#### Extracted data entries
★ ★ ★

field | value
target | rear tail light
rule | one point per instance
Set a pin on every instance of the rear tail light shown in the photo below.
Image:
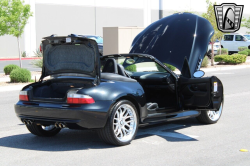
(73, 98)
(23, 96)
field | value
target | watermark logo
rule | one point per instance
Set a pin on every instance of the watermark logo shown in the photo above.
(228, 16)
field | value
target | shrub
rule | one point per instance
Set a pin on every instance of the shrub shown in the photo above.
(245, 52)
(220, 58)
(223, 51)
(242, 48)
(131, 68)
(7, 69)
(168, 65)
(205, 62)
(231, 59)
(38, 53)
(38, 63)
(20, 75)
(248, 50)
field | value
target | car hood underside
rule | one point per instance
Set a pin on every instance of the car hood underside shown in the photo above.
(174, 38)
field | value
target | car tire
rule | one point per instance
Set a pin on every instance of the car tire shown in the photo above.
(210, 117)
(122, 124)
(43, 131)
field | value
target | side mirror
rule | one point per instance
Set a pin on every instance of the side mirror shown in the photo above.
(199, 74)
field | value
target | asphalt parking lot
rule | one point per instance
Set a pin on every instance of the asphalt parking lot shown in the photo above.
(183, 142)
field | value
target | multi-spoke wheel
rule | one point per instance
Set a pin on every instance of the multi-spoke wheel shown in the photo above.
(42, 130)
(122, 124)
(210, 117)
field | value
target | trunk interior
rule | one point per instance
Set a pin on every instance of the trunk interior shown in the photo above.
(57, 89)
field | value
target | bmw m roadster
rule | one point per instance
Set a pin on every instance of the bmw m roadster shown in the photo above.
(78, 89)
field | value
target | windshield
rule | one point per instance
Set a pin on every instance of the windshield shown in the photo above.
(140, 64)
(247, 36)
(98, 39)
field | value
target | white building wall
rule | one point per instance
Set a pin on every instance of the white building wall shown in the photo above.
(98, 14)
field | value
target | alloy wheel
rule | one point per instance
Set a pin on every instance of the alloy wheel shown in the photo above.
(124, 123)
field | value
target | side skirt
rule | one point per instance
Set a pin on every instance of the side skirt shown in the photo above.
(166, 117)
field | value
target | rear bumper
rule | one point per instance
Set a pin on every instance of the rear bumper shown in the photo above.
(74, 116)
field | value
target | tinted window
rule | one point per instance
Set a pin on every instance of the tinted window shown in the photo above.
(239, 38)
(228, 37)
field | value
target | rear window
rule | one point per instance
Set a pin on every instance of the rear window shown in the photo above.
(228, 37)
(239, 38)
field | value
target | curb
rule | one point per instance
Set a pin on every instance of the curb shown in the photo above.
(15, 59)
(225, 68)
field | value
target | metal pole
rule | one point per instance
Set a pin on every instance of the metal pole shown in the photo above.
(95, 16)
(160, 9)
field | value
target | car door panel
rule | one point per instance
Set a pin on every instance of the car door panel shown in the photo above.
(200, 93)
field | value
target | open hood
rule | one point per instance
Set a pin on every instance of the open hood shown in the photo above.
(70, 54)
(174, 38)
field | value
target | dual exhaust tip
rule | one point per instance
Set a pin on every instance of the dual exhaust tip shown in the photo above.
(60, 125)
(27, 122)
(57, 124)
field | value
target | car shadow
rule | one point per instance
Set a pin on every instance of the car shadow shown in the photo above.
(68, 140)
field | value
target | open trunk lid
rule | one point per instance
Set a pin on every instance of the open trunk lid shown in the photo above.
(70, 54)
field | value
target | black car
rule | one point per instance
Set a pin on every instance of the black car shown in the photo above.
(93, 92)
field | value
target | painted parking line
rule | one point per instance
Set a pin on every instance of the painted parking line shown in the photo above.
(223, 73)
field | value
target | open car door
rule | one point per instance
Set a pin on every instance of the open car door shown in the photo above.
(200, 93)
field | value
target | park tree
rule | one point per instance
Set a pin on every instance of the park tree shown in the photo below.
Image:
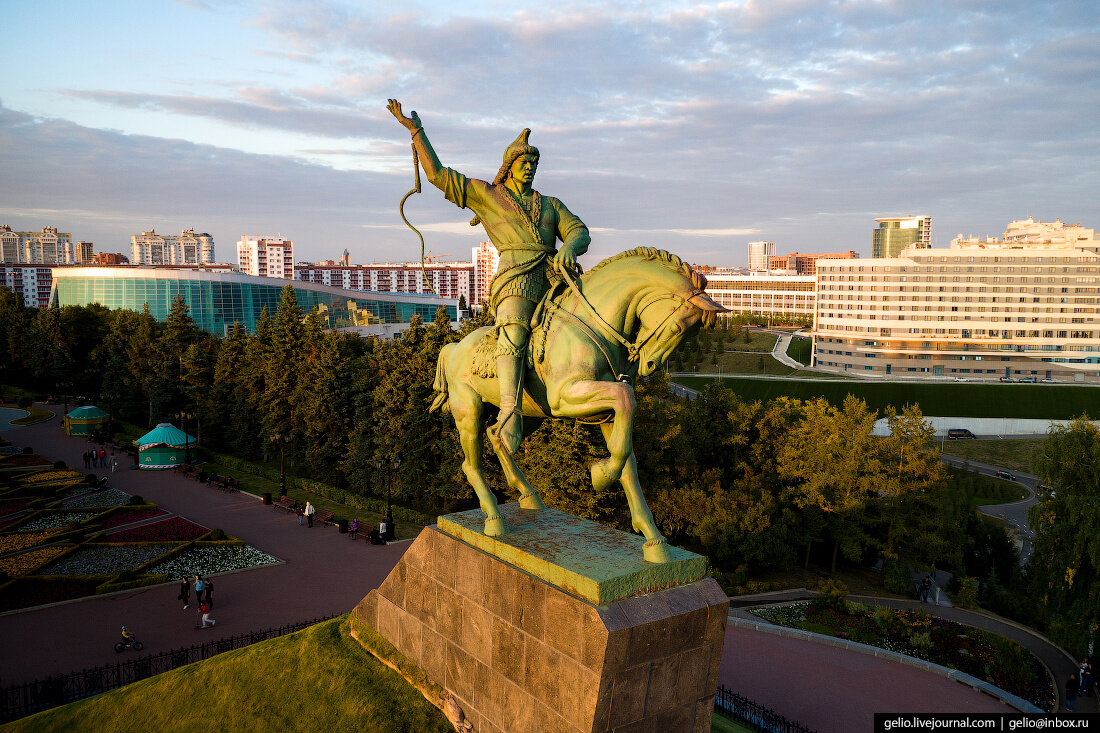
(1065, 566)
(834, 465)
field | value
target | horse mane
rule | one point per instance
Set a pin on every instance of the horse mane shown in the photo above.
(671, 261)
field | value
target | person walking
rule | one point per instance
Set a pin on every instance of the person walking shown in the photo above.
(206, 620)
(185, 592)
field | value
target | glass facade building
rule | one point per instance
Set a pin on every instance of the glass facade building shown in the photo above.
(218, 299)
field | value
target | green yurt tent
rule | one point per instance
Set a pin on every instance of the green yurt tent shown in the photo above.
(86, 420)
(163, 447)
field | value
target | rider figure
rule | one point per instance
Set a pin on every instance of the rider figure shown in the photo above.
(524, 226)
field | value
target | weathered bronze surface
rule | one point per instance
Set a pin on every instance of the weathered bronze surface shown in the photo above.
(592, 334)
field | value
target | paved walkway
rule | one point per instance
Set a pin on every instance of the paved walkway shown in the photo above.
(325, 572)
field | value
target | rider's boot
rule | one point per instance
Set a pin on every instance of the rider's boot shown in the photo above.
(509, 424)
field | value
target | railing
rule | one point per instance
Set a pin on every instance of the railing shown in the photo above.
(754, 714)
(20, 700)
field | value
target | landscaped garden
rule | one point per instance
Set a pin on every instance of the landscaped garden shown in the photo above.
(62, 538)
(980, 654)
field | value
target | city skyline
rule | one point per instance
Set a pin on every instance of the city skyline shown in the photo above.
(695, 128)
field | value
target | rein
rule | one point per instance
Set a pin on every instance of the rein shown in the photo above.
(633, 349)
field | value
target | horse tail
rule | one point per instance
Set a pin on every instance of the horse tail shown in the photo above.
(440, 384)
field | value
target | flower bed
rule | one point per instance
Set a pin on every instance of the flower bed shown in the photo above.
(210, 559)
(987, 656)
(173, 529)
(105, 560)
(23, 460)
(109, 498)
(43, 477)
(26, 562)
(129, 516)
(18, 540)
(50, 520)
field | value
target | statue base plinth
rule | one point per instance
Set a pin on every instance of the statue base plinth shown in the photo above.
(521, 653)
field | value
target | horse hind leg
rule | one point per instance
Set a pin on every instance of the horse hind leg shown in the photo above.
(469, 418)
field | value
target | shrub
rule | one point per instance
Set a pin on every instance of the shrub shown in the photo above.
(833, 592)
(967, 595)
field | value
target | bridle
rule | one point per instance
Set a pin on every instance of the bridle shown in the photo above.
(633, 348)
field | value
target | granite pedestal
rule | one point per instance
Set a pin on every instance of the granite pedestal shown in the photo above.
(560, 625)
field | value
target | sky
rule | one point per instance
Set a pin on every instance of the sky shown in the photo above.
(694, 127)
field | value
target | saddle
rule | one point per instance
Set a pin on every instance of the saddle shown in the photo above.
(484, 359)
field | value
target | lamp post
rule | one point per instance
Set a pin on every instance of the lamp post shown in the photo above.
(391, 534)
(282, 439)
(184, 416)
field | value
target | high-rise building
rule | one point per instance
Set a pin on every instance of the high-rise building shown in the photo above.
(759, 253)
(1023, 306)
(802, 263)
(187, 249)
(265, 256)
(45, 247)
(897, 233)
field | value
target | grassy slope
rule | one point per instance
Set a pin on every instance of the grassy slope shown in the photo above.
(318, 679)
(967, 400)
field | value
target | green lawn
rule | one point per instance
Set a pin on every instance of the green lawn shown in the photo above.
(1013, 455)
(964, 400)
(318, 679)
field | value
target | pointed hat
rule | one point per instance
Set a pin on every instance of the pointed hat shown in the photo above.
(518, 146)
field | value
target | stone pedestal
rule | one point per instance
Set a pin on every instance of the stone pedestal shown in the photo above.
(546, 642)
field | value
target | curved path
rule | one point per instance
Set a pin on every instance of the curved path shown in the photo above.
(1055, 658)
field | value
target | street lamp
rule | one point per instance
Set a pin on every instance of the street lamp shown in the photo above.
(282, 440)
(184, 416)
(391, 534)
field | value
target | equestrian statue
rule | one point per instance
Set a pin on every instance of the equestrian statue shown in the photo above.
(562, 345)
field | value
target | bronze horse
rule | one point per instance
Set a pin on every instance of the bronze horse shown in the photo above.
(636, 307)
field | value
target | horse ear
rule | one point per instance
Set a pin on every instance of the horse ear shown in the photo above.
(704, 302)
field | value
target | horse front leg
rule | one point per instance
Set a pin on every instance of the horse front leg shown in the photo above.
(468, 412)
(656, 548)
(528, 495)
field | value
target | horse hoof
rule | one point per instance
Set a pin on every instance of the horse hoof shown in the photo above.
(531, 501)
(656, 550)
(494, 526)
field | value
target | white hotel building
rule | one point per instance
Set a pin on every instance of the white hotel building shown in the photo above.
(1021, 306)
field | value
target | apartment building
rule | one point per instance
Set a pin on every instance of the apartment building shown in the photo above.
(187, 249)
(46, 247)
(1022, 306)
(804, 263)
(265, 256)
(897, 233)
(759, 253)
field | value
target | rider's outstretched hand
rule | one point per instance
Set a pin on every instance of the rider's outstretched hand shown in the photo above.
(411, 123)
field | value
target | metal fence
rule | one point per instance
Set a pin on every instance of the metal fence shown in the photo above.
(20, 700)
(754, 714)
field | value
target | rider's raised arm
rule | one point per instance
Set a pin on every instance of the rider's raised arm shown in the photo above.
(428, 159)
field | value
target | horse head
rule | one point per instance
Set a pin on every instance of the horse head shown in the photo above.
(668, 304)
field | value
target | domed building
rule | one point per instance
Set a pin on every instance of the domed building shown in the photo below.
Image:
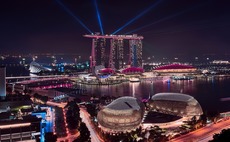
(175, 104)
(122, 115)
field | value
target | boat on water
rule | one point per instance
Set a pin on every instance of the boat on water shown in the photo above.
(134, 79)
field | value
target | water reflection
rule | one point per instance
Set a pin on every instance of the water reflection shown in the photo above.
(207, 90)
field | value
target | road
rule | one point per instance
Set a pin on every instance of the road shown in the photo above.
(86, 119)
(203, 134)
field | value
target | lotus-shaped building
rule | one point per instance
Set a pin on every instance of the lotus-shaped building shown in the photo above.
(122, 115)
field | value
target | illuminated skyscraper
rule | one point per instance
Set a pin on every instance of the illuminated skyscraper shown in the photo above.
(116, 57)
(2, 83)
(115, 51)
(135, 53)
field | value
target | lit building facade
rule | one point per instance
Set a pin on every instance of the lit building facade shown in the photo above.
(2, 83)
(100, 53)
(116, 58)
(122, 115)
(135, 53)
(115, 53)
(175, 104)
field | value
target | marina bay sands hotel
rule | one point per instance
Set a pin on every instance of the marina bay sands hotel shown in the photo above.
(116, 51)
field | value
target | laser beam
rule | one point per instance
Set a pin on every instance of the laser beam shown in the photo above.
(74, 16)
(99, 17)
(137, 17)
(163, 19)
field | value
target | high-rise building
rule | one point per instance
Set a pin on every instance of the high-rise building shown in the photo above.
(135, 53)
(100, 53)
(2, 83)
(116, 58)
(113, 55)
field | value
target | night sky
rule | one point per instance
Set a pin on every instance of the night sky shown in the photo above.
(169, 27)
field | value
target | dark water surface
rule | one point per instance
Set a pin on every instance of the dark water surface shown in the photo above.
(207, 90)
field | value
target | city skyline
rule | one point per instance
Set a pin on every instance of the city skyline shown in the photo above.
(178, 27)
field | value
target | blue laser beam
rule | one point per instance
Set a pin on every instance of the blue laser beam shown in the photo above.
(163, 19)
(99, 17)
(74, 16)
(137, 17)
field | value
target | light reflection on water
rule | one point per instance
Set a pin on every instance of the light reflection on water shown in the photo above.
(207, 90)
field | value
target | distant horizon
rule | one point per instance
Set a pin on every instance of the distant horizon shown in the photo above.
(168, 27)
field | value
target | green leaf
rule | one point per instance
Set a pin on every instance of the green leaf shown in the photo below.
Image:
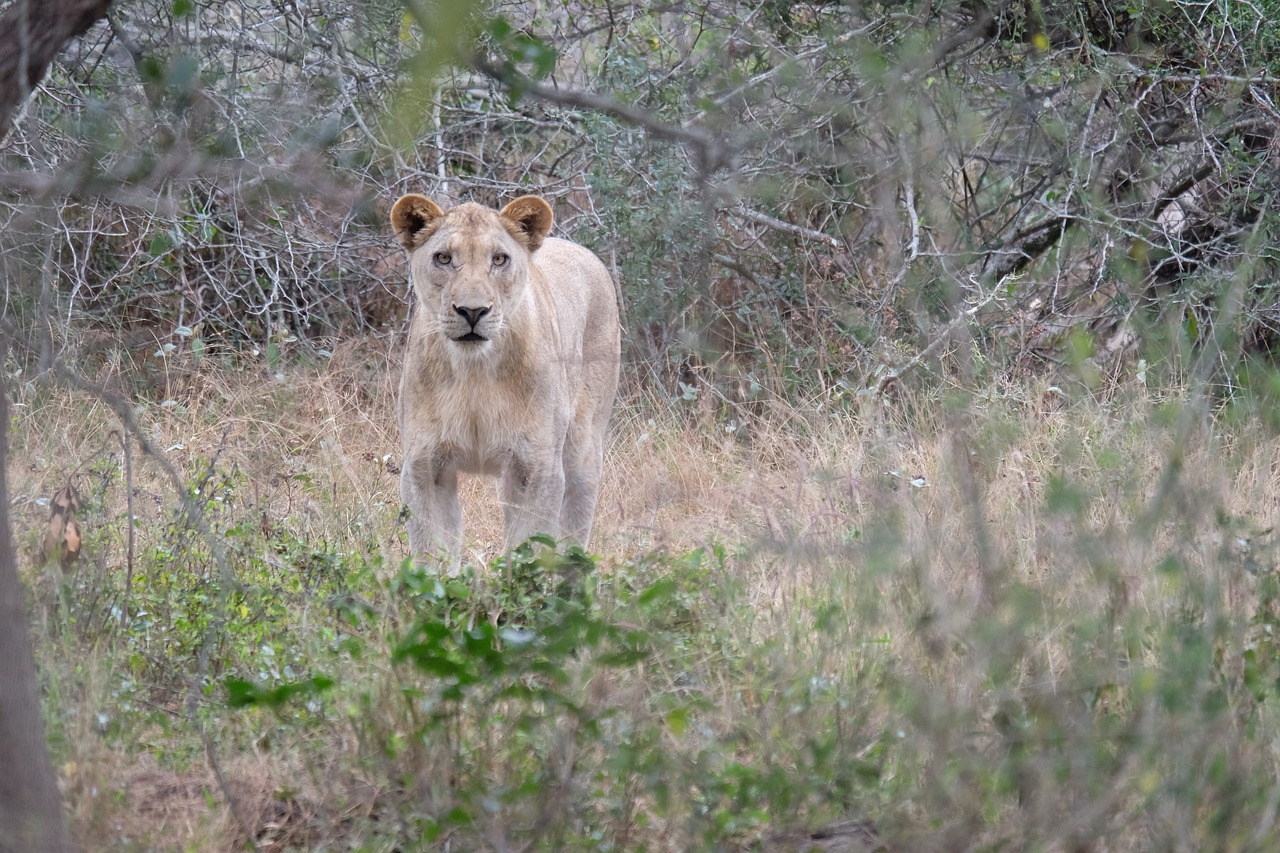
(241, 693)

★ ★ ★

#### WHAT TO DO
Within the data, count the lines that hold the word "leaf". Answer with the figure and nothing more.

#### TASK SOLUTION
2